Land rights defender Leocadio Juracán arrested in Guatemala

Jim Hodgson

Friends and allies of Leocadio Juracán, Agrarian Reform Coordinator of the Campesino Committee of the Highlands (CCDA), are protesting his arrest Wednesday as he was about to fly to South Africa for an international conference.

“He is being criminalized for his work as a land and human rights defender,” said the Maritimes-Guatemala Breaking The Silence Network (BTS) in an urgent action request. He faces multiple charges, including aggravated trespass (usurpación agravada), directly related to his advocacy for Indigenous and farming communities across Guatemala.

(More details of the urgent action request and of Leocadio’s arrest follow below.)

Leocadio continued talking with reporters even as police escorted him from the airport and into a waiting room vehicle. Right: details of the conference he was to attend in South Africa.

I worked with Leocadio and other members of CCDA in May 2022 and March 2023, travelling with them to communities in Quiché and Izabal departments that face threats from people or companies purporting to be the true land-owners. In those communities and in scores of others across Guatemala, CCDA works with Indigenous and small-farmer communities to document their history on the land and to submit legal justification for their claims.

Leocadio and other CCDA members are known in many parts of Canada because they work with coffee farmers whose product is sent to roasters linked to Café Justicia in British Columbia and Just Us! in Atlantic Canada in a “fair trade plus” arrangement.

More details of the BTS Urgent Action request (including a template for letters in Spanish):

On August 13, Leocadio Juracán, Agrarian Reform Coordinator of the Campesino Committee of the Highlands (CCDA), was detained at La Aurora Airport as he was leaving the country to participate in a Translocal Social Movement Learning conference in South Africa. 

Leocadio is being criminalized for his work as a land and human rights defender. He is currently facing multiple charges, including Aggravated Trespass (usurpación), directly related to his advocacy for Indigenous and campesino communities.

We need your immediate action:

With the following Canadian officials copied:

In your message, please call on them to:

  • Ensure his protection until such time as he is released.
  • Follow recent UN Special Rapporteur advice to enact an immediate moratorium on evictions and grant amnesty for all criminalized land defenders.
  • End criminalization of the members and leadership of Indigenous and campesino communities and organizations.

Many of these government officials are Spanish speaking. If possible, write this letter in Spanish. Otherwise, you can also send it in English.

If you’d like to send it in Spanish, you may say:

Me dirijo a usted para exigir que:

  • Liberen inmediatamente a Leocadio Juracán.
  • Garanticen su protección hasta el momento de su liberación.
  • Sigan las recomendaciones recientes del Relator Especial de la ONU de declarar una moratoria inmediata de los desalojos forzados y de otorgar la amnistía a todos los defensores criminalizados.
  • Pongan fin a la criminalización de los miembros y líderes de las comunidades y organizaciones indígenas y campesinas.

After you write this email, please share with several of your friends and contacts. Thank you so much for your urgent support to help get Leocadio Juracán free.
++++++++
■ **WHAT YOU WILL DO**
**a.** Extract every row that contains the string "control", treating uppercase and lowercase letters as different.
**b.** Write what comes next in the article on Leocadio Juracán's arrest, picking up right after its final sentence.
The article about the arrest of Leocadio Juracán has no connection to the rows of data that come after it.

Data records
++++++++
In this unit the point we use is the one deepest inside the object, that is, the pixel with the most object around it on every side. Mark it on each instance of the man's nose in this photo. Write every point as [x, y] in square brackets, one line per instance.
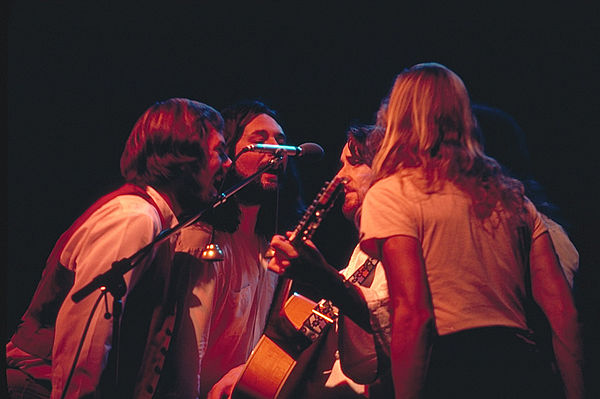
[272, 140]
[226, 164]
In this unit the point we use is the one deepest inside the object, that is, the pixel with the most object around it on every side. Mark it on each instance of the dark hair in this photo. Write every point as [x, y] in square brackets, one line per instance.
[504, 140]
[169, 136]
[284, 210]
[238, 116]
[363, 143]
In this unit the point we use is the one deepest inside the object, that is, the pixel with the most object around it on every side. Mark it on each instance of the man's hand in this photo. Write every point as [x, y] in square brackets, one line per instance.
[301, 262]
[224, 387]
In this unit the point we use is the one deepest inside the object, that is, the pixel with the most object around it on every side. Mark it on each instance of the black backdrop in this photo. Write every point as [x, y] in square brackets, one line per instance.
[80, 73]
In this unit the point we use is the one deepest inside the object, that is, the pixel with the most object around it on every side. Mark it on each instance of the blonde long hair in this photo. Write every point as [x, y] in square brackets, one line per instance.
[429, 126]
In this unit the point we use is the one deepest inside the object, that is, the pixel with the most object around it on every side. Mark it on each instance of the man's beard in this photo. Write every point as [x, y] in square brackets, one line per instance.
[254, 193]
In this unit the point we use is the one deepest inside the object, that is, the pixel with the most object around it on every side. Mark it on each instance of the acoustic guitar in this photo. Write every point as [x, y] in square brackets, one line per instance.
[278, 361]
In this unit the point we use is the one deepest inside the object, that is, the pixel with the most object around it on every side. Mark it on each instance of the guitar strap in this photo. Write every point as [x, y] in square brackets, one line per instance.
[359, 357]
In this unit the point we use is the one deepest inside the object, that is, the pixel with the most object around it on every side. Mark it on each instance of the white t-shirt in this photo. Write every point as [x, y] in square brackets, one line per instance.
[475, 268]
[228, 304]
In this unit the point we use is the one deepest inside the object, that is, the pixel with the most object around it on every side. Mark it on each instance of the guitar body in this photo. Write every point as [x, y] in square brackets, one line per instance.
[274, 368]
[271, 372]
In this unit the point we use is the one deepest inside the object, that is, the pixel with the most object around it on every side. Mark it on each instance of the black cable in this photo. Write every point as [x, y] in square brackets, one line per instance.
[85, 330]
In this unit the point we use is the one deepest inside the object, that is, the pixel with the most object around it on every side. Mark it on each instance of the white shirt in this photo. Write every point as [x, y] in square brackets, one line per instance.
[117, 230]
++++++++
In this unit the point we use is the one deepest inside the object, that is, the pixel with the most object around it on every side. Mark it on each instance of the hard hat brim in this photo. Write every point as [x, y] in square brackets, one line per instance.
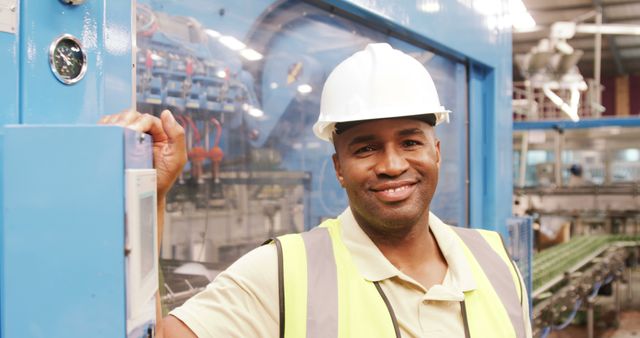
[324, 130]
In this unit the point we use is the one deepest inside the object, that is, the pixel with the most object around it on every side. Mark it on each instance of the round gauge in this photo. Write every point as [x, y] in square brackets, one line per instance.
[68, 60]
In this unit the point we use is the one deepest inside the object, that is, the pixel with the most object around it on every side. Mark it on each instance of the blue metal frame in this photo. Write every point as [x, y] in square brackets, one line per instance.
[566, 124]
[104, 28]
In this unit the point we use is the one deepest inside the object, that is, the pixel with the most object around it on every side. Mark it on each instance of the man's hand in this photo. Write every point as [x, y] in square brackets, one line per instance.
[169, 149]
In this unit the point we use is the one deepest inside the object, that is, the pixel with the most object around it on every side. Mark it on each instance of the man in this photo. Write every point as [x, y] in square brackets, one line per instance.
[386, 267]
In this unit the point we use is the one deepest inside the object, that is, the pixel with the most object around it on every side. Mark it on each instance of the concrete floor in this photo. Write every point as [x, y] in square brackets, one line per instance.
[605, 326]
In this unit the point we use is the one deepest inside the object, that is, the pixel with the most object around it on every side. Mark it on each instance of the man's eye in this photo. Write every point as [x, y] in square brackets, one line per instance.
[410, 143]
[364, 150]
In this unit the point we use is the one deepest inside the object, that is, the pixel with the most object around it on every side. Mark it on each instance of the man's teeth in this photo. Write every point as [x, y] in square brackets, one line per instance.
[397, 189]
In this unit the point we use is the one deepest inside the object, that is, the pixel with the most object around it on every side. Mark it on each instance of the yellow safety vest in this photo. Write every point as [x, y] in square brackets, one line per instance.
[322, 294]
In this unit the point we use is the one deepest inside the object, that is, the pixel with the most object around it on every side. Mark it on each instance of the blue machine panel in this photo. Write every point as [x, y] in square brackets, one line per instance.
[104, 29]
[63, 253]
++++++++
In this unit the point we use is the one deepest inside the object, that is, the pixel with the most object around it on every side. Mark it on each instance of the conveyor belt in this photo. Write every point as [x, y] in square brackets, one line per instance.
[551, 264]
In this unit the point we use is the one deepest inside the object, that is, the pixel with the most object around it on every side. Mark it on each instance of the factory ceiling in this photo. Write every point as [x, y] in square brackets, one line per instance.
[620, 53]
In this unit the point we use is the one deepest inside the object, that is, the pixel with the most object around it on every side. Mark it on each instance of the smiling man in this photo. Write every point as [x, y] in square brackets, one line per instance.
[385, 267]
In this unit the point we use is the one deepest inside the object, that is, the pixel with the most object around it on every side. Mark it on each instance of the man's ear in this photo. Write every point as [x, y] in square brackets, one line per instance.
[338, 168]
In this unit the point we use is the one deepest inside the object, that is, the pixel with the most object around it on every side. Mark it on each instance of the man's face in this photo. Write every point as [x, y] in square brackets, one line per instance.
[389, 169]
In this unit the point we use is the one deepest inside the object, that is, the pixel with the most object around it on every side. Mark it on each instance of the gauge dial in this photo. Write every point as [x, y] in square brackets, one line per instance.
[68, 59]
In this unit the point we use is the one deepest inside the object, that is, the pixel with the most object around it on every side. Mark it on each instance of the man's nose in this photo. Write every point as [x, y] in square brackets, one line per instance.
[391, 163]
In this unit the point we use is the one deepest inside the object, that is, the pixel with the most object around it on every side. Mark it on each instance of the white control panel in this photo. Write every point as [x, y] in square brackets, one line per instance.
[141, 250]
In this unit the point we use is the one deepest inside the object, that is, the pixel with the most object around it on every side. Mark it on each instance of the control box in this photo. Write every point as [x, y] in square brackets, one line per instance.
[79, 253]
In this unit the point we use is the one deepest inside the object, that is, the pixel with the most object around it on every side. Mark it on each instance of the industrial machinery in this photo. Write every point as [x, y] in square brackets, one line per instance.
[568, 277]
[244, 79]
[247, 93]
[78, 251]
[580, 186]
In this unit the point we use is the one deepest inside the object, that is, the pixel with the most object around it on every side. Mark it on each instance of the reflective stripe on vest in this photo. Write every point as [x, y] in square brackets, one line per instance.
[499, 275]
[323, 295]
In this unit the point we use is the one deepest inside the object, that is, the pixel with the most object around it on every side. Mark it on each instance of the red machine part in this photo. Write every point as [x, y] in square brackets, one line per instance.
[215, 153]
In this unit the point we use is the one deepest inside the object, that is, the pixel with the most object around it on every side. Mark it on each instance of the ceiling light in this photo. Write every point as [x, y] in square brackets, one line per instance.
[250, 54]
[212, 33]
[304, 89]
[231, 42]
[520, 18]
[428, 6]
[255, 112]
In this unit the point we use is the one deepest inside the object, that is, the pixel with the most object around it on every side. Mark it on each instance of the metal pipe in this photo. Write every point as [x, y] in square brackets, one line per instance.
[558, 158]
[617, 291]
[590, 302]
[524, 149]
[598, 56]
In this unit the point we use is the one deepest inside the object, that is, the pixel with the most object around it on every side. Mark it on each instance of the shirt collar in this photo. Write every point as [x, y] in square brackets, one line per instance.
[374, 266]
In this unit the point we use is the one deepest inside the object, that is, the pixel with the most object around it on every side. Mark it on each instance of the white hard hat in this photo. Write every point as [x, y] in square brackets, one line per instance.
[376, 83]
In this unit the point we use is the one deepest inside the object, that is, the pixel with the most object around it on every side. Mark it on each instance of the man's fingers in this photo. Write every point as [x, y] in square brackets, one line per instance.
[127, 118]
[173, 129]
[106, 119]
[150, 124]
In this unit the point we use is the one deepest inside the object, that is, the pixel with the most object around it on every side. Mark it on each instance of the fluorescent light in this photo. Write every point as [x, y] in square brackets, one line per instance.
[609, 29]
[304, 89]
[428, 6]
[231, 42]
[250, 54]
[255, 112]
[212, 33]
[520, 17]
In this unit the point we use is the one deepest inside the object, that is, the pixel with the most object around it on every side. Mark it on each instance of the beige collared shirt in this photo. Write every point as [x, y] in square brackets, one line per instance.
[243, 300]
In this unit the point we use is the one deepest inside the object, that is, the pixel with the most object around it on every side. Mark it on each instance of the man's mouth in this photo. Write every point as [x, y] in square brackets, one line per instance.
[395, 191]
++++++++
■ **ANSWERS TO THE EXERCISE**
**a.**
In this unit the point we use is the one deepest inside the object, that is, the pixel with the most object around it on every side. Mark it on each instance of the white control panel in this photo. Write every point as [x, y] in square brackets, one line per instance.
In this unit the point we use is the one deepest inside the object, that is, the pixel with the most object around it on every side. Mark it on each instance of the control box in this photo. Write every point as [x, y] in square brackets, one line per instance.

**b.**
Leocadio Juracán, March 21, 2023, speaking with the people of an Indigenous Q’eqchi’ community known as Macho Creek near Guatemala’s Atlantic coast. (Photo: Jim Hodgson)

Leocadio Juracán, campesino leader and former congress member, arrested

Prensa Comunitaria

Leocadio Juracán Salome, leader of the Highlands Committee of Small Farmers (CCDA), was detained Wednesday morning (Aug. 13) at La Aurora Airport in the Guatemalan capital as he was preparing to travel to South Africa for an international conference.

According to his defense attorneys, the crimes for which Juracán was arrested are aggravated trespass (usurpación agravada) and causing forest fires.

“Today, as I was preparing to travel to participate in this conference, I was arbitrarily detained at approximately 11:05 a.m. at La Aurora International Airport,” said the former congress member from the now-defunct Convergencia party.

Juracán asked his family to remain calm and told his fellow CCDA members that he is proud of their struggles “because these repressive practices by the State and corrupt officials only demonstrate that they cannot stop our just struggles with criminalization alone.”

The news of his arrest has generated expressions of solidarity from various individuals and sectors. The CCDA, the organization of which he is a member, stated that this arrest is an act of criminalization and prosecution against those who defend land, territory, and social justice and demanded his immediate release.

Representative and campesino leader

When he was elected representative for Convergencia (2015-2019), Juracán supported campesino organizations and other social sectors in their demands. In March 2017, along with then-representative Sandra Morán, he filed a preliminary lawsuit against former President Jimmy Morales in the Hogar Seguro case, which was unsuccessful.

Juracán remains one of the representatives of the CCDA, an organization dedicated to promoting rural development for Indigenous and small-farmer communities. Founded in 1982 during the military dictatorships, the organization was formally established in 1989.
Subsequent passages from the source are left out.